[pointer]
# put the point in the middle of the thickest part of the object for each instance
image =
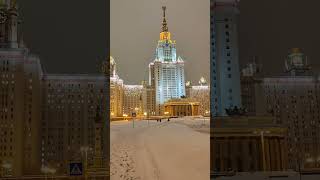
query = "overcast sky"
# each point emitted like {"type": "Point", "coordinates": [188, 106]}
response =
{"type": "Point", "coordinates": [135, 28]}
{"type": "Point", "coordinates": [71, 36]}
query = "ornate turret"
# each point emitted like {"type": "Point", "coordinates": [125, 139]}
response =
{"type": "Point", "coordinates": [296, 62]}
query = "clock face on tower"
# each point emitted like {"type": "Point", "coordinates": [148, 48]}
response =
{"type": "Point", "coordinates": [2, 16]}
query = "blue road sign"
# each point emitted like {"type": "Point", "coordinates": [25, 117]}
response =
{"type": "Point", "coordinates": [75, 169]}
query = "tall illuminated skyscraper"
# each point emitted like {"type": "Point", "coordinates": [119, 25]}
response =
{"type": "Point", "coordinates": [224, 60]}
{"type": "Point", "coordinates": [166, 72]}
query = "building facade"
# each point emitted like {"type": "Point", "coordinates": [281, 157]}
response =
{"type": "Point", "coordinates": [68, 117]}
{"type": "Point", "coordinates": [181, 107]}
{"type": "Point", "coordinates": [248, 144]}
{"type": "Point", "coordinates": [293, 100]}
{"type": "Point", "coordinates": [201, 94]}
{"type": "Point", "coordinates": [20, 100]}
{"type": "Point", "coordinates": [133, 102]}
{"type": "Point", "coordinates": [224, 58]}
{"type": "Point", "coordinates": [166, 72]}
{"type": "Point", "coordinates": [45, 119]}
{"type": "Point", "coordinates": [116, 91]}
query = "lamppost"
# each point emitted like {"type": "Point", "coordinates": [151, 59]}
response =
{"type": "Point", "coordinates": [145, 115]}
{"type": "Point", "coordinates": [124, 116]}
{"type": "Point", "coordinates": [262, 146]}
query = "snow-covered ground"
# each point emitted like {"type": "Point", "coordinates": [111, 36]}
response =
{"type": "Point", "coordinates": [174, 150]}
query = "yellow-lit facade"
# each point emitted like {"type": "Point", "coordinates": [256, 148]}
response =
{"type": "Point", "coordinates": [181, 107]}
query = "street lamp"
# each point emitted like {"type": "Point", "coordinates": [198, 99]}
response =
{"type": "Point", "coordinates": [262, 146]}
{"type": "Point", "coordinates": [124, 116]}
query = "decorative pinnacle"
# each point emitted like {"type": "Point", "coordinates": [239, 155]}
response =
{"type": "Point", "coordinates": [164, 22]}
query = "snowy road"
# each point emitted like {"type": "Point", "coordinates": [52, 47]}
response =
{"type": "Point", "coordinates": [175, 150]}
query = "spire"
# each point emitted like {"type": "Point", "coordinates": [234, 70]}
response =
{"type": "Point", "coordinates": [164, 22]}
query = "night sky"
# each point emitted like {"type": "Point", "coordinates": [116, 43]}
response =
{"type": "Point", "coordinates": [135, 28]}
{"type": "Point", "coordinates": [70, 36]}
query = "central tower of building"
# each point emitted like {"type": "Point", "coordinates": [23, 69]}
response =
{"type": "Point", "coordinates": [166, 72]}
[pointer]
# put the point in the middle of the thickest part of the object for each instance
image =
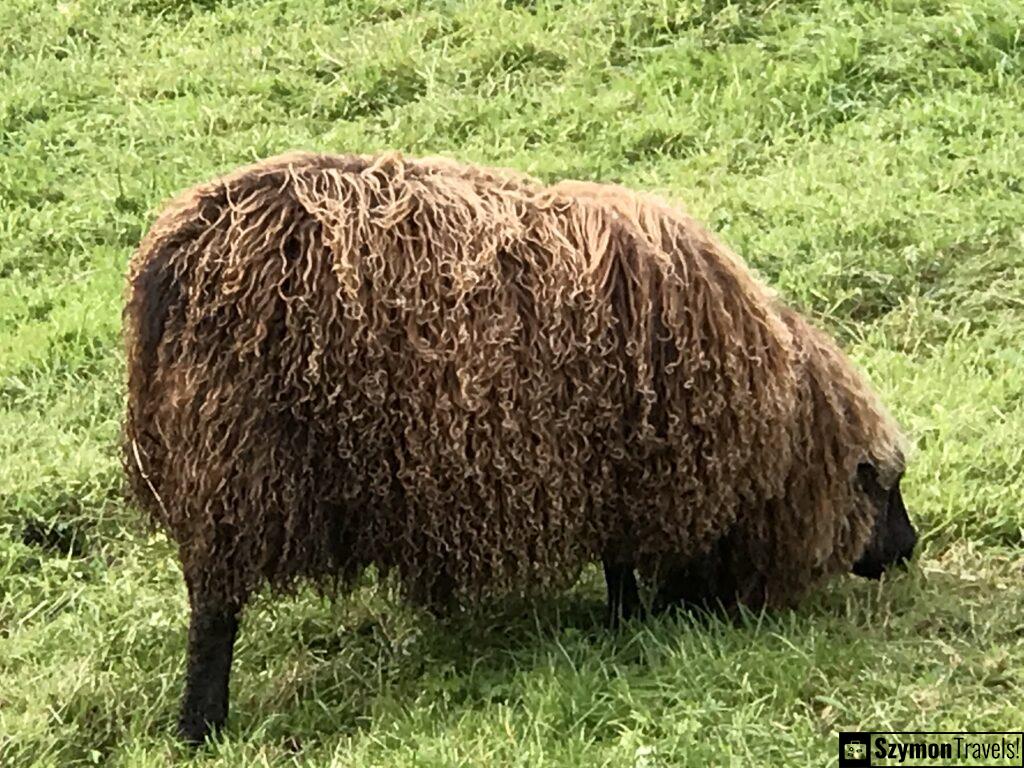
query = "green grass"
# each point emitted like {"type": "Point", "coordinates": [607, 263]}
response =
{"type": "Point", "coordinates": [865, 158]}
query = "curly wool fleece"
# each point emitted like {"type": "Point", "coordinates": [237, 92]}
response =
{"type": "Point", "coordinates": [479, 383]}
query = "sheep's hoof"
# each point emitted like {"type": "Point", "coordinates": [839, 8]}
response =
{"type": "Point", "coordinates": [194, 728]}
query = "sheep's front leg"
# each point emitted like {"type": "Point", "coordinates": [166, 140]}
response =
{"type": "Point", "coordinates": [624, 596]}
{"type": "Point", "coordinates": [211, 642]}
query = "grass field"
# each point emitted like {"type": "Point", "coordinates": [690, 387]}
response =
{"type": "Point", "coordinates": [866, 158]}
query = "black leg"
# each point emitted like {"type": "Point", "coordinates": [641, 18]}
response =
{"type": "Point", "coordinates": [211, 641]}
{"type": "Point", "coordinates": [624, 596]}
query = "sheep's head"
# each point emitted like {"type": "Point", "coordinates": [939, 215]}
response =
{"type": "Point", "coordinates": [893, 537]}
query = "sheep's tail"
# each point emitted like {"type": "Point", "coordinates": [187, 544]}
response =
{"type": "Point", "coordinates": [153, 292]}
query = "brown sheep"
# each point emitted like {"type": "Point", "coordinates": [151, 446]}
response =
{"type": "Point", "coordinates": [480, 385]}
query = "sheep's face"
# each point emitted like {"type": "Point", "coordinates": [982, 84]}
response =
{"type": "Point", "coordinates": [893, 538]}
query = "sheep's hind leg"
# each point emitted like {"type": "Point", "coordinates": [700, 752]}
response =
{"type": "Point", "coordinates": [212, 629]}
{"type": "Point", "coordinates": [624, 596]}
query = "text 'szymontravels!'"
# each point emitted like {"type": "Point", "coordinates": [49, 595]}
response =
{"type": "Point", "coordinates": [921, 749]}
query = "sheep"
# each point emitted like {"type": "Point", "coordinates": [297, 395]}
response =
{"type": "Point", "coordinates": [479, 385]}
{"type": "Point", "coordinates": [733, 568]}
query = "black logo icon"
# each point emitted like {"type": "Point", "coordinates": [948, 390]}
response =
{"type": "Point", "coordinates": [854, 750]}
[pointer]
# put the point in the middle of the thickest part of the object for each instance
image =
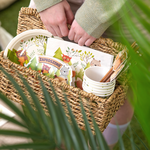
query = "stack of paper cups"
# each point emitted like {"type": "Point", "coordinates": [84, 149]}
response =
{"type": "Point", "coordinates": [92, 84]}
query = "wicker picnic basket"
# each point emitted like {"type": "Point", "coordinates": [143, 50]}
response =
{"type": "Point", "coordinates": [103, 109]}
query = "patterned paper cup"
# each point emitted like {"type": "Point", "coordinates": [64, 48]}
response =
{"type": "Point", "coordinates": [97, 90]}
{"type": "Point", "coordinates": [92, 84]}
{"type": "Point", "coordinates": [97, 94]}
{"type": "Point", "coordinates": [94, 74]}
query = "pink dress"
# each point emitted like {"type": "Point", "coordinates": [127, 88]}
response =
{"type": "Point", "coordinates": [74, 4]}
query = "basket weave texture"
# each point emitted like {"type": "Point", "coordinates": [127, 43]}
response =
{"type": "Point", "coordinates": [103, 109]}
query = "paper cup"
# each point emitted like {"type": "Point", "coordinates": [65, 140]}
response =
{"type": "Point", "coordinates": [92, 84]}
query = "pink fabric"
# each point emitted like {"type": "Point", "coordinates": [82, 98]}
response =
{"type": "Point", "coordinates": [76, 1]}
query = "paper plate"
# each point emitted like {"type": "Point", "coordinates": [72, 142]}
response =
{"type": "Point", "coordinates": [6, 112]}
{"type": "Point", "coordinates": [27, 44]}
{"type": "Point", "coordinates": [51, 67]}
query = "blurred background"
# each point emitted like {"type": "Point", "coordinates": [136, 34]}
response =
{"type": "Point", "coordinates": [9, 11]}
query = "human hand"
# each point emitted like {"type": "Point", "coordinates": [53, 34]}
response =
{"type": "Point", "coordinates": [78, 35]}
{"type": "Point", "coordinates": [57, 17]}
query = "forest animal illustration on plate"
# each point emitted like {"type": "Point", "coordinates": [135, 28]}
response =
{"type": "Point", "coordinates": [66, 58]}
{"type": "Point", "coordinates": [95, 62]}
{"type": "Point", "coordinates": [45, 68]}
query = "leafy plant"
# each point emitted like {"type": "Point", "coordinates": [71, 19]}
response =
{"type": "Point", "coordinates": [49, 131]}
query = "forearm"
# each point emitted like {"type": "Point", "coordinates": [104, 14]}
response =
{"type": "Point", "coordinates": [95, 16]}
{"type": "Point", "coordinates": [44, 4]}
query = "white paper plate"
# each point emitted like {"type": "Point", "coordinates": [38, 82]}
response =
{"type": "Point", "coordinates": [29, 40]}
{"type": "Point", "coordinates": [6, 112]}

PROMPT:
Report every line in the lines above that contains the word "paper", matching case exactly.

ANSWER TO THE EXERCISE:
query = "stack of paper cups"
query = "patterned paper cup"
query = "paper cup"
query = "paper plate"
query = "white paper plate"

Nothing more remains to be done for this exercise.